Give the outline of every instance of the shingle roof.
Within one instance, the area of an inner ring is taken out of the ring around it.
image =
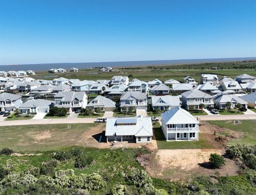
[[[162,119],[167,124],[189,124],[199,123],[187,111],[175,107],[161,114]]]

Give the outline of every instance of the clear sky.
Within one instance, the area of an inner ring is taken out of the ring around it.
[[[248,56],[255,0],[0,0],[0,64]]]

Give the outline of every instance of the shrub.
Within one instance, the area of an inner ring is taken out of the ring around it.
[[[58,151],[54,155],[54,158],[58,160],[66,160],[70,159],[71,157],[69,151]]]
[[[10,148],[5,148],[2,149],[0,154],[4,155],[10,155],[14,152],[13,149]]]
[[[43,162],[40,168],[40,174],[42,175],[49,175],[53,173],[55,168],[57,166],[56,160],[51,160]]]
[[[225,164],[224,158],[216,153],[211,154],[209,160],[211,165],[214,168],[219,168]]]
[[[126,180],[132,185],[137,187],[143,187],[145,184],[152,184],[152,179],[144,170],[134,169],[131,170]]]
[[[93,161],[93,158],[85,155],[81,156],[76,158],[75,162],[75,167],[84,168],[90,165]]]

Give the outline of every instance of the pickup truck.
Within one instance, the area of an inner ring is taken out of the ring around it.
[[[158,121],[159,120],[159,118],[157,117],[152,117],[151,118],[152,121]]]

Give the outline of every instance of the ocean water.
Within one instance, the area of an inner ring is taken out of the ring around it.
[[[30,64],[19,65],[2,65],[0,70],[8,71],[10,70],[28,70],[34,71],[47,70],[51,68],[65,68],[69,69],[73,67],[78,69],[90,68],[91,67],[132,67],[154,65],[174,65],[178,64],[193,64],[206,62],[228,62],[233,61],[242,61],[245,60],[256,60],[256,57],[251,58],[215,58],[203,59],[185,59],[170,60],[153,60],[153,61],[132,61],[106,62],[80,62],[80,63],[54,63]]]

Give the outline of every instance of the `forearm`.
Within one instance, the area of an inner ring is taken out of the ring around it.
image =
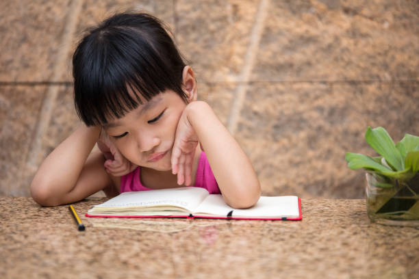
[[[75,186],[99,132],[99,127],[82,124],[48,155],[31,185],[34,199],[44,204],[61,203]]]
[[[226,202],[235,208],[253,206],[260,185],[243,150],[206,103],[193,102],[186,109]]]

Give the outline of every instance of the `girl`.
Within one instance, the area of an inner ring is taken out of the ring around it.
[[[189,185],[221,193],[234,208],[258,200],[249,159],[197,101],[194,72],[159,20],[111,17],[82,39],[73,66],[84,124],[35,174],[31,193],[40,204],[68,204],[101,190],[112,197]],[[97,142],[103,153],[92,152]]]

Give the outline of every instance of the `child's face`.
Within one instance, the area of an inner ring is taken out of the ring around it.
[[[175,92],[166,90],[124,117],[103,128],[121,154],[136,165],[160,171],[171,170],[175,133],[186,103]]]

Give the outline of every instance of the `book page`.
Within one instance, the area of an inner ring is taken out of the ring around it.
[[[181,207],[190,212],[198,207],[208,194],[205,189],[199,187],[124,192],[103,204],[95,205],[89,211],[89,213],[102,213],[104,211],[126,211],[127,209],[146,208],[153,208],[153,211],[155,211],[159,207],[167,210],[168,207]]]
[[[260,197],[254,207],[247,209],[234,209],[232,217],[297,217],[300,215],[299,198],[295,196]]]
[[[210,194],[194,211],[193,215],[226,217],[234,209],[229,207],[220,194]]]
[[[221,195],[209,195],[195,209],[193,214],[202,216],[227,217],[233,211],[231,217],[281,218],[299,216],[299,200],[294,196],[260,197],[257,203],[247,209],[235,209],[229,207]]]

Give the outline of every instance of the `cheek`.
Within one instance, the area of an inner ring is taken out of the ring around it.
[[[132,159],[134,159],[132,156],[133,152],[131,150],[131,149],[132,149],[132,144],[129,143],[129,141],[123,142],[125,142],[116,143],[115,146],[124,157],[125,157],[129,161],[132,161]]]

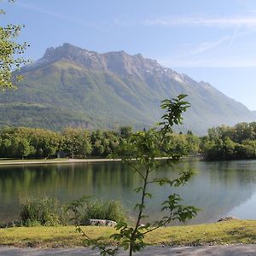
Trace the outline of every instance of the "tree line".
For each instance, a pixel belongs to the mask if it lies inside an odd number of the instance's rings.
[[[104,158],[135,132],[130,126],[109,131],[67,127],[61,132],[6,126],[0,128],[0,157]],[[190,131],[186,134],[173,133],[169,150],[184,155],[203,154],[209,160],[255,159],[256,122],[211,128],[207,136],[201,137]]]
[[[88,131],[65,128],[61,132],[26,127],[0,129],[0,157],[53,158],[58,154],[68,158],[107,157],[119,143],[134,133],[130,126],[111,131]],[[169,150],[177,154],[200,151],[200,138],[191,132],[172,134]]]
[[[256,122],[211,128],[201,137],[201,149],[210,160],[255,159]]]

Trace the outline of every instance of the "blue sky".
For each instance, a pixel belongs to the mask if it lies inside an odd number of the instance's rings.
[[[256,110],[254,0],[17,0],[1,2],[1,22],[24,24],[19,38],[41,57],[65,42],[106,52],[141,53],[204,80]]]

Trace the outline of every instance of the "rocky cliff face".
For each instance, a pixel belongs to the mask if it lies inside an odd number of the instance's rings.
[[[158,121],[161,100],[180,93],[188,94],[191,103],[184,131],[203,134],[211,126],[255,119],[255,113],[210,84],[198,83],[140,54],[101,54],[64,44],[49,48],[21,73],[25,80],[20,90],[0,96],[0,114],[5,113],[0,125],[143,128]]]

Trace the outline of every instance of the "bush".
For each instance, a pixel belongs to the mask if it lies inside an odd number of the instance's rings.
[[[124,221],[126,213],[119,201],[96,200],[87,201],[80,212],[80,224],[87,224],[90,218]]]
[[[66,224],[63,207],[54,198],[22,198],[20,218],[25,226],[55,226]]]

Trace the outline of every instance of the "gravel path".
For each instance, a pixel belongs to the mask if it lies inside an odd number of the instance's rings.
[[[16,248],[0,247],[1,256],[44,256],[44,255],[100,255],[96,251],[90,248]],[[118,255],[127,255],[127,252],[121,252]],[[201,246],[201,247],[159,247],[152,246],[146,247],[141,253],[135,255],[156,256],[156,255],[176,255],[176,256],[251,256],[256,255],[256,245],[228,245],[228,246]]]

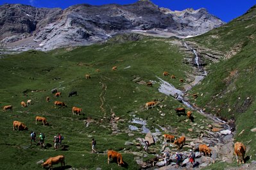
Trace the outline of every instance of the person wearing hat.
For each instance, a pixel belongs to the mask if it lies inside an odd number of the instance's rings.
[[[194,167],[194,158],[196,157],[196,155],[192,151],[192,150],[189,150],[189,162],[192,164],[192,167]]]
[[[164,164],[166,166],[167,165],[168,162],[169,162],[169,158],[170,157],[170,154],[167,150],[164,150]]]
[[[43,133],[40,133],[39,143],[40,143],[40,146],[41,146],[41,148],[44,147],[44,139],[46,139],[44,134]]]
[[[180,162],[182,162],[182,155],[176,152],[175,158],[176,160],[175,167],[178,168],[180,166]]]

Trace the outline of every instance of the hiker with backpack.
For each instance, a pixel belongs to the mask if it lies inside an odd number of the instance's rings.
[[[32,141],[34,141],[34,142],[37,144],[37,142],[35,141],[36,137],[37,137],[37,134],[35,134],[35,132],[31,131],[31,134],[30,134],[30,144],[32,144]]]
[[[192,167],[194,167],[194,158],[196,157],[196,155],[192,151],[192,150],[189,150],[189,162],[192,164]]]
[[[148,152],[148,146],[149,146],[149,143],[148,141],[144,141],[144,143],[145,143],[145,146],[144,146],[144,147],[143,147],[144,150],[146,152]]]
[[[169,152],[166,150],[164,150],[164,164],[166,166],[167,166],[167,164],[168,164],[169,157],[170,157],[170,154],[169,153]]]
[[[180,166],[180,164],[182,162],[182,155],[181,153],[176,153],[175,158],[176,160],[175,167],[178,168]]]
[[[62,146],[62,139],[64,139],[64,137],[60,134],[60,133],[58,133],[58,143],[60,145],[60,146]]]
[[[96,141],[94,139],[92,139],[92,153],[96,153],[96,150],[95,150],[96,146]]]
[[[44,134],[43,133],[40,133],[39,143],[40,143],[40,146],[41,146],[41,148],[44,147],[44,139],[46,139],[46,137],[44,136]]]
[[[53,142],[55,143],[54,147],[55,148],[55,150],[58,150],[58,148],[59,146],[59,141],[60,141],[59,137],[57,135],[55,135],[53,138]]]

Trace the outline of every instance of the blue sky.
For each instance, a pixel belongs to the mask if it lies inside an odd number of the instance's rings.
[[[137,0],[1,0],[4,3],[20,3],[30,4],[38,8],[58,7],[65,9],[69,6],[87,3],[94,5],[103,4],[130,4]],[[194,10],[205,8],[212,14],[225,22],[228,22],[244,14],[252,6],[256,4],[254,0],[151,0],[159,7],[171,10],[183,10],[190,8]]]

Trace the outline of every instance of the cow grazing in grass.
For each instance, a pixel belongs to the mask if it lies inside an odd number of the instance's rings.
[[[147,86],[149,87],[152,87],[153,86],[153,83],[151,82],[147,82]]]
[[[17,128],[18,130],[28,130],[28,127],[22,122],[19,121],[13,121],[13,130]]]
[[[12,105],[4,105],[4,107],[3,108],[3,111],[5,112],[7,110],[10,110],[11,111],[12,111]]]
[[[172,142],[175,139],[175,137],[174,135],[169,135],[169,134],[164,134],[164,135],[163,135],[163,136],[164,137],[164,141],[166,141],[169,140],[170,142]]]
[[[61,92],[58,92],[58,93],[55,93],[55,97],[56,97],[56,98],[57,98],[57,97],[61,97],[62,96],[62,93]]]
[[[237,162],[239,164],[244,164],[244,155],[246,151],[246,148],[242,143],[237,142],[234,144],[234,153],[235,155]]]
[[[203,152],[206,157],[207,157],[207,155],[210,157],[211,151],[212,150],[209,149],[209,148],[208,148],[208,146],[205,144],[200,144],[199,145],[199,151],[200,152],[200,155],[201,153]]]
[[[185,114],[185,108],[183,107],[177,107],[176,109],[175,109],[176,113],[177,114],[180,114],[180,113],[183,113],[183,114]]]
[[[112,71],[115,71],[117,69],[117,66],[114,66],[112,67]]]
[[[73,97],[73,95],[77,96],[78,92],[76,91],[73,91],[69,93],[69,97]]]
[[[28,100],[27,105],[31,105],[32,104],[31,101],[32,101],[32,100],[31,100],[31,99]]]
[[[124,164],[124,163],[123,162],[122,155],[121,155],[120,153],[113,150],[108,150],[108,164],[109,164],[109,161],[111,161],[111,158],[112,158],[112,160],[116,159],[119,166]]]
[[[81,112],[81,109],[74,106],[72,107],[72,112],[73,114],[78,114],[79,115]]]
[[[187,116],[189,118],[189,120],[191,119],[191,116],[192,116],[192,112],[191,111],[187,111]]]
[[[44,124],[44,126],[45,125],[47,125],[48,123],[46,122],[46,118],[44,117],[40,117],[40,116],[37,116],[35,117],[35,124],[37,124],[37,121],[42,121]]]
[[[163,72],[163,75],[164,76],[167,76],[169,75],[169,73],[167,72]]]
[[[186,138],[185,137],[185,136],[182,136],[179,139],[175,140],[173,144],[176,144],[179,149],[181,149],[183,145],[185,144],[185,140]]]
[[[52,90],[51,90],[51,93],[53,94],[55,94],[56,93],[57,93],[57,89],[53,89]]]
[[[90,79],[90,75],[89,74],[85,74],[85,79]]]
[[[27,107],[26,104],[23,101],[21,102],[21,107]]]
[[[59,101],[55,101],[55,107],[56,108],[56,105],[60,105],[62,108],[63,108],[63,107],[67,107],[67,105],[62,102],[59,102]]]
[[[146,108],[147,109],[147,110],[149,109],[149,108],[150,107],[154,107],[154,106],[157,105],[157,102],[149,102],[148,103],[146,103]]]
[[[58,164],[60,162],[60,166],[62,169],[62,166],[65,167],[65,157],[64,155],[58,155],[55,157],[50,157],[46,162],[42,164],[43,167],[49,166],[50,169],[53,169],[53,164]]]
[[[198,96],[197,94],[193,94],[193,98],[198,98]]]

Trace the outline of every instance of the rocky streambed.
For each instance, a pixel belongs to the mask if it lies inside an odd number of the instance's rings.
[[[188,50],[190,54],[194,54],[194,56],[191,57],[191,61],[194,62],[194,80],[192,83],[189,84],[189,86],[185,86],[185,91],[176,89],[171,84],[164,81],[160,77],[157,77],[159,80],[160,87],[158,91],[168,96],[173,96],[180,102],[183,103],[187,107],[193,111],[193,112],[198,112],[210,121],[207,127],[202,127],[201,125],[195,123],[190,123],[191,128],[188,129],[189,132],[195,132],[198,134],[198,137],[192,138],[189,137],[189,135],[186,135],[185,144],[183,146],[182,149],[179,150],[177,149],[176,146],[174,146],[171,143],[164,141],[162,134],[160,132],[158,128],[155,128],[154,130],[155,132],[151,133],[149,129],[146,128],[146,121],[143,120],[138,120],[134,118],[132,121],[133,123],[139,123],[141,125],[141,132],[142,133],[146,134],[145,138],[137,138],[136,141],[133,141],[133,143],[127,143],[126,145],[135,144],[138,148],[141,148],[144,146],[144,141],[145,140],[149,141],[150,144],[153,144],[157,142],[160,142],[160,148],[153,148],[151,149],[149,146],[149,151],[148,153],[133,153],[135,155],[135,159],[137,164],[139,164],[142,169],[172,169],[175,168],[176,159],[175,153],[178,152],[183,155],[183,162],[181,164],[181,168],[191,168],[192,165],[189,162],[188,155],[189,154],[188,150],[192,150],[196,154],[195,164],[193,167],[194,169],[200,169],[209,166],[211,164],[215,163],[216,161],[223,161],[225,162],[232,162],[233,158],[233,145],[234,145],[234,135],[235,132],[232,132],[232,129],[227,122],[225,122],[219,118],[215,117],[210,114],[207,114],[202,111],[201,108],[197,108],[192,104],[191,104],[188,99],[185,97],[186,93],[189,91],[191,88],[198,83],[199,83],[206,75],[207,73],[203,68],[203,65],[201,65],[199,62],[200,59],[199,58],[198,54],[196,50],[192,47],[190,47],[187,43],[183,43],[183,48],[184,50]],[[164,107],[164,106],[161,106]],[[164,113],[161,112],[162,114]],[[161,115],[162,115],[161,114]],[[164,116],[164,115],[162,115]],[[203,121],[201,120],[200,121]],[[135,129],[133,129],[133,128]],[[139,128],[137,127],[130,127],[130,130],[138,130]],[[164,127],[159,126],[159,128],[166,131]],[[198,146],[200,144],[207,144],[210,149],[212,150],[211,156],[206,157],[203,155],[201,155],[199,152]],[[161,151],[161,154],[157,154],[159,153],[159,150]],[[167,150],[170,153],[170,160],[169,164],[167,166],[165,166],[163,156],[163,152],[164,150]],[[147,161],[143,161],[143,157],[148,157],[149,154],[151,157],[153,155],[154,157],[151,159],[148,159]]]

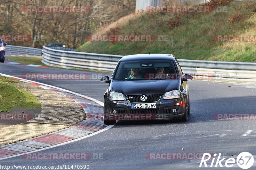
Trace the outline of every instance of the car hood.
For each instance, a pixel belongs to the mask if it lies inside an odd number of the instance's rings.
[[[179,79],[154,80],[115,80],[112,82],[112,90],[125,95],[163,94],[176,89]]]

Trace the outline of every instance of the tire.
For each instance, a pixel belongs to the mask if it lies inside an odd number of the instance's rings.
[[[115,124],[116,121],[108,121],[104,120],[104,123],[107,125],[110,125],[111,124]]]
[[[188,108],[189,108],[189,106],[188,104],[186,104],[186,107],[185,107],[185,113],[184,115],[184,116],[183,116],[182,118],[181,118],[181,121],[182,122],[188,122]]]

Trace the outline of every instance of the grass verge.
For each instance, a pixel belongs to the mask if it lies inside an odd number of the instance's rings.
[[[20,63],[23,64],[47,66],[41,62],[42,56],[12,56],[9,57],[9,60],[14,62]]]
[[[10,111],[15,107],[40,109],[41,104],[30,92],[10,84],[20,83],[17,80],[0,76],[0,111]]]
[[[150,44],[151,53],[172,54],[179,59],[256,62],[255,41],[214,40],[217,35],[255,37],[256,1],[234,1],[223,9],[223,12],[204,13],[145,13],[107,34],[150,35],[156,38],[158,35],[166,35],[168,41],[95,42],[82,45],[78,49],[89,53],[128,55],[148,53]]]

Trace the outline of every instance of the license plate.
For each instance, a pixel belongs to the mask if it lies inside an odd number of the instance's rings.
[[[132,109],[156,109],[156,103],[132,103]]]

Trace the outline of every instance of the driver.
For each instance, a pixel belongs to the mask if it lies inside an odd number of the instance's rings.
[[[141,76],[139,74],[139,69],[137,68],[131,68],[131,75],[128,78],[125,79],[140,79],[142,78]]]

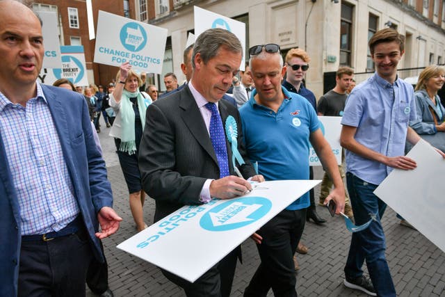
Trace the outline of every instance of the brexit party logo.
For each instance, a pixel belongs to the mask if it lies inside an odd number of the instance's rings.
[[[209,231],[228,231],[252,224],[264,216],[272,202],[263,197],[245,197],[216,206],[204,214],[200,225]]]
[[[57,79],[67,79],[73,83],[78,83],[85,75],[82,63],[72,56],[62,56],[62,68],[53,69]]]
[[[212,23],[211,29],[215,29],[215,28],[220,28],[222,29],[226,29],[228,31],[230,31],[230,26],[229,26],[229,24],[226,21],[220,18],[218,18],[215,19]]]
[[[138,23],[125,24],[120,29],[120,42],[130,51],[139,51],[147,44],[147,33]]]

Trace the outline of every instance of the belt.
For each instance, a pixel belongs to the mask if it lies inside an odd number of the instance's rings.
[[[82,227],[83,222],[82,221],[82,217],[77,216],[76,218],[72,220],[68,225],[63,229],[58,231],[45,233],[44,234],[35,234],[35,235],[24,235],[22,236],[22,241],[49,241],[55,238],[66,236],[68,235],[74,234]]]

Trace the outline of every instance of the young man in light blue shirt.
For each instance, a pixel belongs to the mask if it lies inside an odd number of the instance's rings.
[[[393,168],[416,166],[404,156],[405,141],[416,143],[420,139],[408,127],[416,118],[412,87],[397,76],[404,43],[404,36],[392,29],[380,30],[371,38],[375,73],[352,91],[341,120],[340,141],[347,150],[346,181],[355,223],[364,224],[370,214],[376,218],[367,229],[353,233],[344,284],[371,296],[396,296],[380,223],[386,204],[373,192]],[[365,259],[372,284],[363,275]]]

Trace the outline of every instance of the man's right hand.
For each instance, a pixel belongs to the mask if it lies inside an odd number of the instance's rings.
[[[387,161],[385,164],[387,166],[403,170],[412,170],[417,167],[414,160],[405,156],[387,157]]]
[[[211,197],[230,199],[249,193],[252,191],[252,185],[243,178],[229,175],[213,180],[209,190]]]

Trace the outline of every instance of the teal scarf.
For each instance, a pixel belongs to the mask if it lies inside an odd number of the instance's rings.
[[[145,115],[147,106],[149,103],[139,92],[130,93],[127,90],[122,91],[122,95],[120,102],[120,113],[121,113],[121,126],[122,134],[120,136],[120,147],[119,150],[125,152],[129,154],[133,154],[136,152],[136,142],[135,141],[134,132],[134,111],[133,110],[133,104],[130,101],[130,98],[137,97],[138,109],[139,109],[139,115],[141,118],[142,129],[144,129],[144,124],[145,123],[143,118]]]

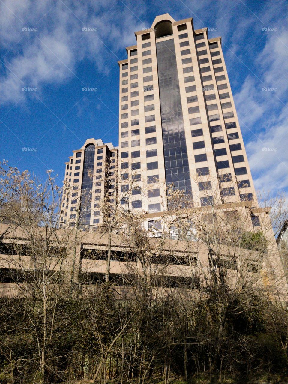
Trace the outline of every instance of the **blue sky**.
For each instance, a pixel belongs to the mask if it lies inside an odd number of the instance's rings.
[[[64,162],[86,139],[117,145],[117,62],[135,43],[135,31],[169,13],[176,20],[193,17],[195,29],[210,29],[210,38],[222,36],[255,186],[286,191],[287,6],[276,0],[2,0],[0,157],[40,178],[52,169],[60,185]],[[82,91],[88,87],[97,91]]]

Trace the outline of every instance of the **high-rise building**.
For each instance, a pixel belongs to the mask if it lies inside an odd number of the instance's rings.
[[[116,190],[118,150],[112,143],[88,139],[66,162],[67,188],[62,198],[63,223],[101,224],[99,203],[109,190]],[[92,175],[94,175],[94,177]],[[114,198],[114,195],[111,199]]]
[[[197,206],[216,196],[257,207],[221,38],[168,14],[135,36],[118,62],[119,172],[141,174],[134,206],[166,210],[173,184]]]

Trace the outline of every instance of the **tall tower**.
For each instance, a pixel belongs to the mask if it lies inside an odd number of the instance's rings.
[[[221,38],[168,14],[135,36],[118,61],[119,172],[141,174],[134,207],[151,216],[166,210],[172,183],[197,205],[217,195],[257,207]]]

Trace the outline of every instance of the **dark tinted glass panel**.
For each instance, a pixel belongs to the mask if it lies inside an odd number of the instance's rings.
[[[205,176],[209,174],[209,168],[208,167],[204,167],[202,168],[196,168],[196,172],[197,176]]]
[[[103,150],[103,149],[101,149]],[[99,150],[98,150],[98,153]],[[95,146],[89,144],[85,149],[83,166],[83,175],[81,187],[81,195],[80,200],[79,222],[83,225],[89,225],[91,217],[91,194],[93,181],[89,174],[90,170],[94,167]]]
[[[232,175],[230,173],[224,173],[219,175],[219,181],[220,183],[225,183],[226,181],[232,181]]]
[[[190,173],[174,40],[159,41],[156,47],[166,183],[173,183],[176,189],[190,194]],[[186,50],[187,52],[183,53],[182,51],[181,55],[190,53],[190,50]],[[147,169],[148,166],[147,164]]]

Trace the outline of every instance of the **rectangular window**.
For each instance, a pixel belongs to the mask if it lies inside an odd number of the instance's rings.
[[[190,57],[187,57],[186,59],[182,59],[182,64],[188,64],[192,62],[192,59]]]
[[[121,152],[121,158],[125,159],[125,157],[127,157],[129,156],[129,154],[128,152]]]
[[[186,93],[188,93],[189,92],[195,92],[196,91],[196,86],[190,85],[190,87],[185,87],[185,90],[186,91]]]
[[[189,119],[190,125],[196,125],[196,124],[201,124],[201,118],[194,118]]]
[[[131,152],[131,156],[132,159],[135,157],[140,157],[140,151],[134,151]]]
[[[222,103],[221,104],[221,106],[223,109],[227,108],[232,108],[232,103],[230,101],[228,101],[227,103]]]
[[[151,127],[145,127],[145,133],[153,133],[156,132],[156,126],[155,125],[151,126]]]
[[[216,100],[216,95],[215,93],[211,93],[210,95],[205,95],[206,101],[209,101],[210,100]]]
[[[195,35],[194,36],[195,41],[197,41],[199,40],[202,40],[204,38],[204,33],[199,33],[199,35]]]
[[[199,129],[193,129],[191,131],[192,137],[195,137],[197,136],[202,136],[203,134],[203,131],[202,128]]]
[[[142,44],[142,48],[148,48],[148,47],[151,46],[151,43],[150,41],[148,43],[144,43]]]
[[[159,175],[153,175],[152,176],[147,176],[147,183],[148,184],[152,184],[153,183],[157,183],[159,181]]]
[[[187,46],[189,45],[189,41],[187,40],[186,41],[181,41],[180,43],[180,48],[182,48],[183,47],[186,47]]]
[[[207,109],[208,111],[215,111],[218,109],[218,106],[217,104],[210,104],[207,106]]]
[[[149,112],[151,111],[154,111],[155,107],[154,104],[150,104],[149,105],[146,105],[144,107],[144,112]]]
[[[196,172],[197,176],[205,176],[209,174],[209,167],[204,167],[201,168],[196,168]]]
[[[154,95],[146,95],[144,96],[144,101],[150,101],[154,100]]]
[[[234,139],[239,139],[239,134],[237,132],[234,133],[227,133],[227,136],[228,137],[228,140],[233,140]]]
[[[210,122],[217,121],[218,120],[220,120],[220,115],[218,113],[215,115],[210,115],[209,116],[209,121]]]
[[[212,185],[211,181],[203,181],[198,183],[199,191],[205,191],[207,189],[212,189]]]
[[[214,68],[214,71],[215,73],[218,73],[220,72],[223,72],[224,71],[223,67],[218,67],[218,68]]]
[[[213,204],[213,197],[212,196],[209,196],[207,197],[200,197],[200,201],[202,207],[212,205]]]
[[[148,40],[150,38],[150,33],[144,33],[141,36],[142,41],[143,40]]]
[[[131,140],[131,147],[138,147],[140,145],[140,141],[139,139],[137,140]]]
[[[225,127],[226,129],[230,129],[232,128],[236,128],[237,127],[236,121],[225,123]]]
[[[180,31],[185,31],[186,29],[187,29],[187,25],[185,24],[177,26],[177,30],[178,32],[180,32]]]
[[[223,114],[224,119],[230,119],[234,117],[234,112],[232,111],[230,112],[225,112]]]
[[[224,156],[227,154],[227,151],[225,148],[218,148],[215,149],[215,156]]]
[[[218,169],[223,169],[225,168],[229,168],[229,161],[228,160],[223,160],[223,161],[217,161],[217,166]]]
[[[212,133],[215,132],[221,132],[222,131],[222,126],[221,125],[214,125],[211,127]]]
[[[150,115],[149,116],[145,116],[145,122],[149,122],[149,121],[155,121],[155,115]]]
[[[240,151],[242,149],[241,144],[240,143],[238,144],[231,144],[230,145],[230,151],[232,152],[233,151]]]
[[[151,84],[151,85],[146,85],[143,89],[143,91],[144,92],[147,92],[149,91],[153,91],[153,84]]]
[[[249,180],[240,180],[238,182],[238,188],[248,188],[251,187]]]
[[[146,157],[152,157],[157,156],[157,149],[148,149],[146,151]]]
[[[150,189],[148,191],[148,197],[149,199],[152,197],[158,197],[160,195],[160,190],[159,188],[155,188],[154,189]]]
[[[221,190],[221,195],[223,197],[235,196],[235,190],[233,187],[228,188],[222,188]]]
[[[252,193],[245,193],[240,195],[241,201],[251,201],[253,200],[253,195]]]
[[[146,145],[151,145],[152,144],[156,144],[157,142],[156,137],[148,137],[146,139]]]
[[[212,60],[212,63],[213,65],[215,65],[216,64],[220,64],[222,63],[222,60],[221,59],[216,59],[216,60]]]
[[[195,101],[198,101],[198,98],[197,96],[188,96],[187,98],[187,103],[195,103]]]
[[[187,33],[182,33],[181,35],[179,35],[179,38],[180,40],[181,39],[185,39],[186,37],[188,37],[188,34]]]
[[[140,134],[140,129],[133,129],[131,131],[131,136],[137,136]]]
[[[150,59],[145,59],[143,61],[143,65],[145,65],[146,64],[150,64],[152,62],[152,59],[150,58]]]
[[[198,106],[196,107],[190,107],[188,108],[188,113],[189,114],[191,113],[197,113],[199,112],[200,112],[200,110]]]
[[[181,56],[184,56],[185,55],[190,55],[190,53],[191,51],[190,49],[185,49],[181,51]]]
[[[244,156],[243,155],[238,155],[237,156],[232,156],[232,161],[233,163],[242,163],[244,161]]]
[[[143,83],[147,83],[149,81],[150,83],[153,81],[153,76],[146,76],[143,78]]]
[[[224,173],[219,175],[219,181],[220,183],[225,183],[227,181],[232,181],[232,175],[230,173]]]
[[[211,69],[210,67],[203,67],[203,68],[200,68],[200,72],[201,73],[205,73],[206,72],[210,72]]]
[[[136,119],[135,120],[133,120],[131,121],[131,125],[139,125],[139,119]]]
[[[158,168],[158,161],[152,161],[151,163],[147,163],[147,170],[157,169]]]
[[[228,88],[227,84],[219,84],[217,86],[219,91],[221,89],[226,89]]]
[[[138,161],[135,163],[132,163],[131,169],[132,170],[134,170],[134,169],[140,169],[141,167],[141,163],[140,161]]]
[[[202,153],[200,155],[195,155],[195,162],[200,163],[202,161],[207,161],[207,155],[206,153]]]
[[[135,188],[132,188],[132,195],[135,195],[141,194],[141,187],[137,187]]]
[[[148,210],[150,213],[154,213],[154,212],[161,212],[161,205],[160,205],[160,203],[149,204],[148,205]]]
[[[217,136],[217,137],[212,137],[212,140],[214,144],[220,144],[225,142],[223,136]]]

------

Job
How many lines in the records above contain the string "rocky"? Case counts; reply with the number only.

Worked answer
2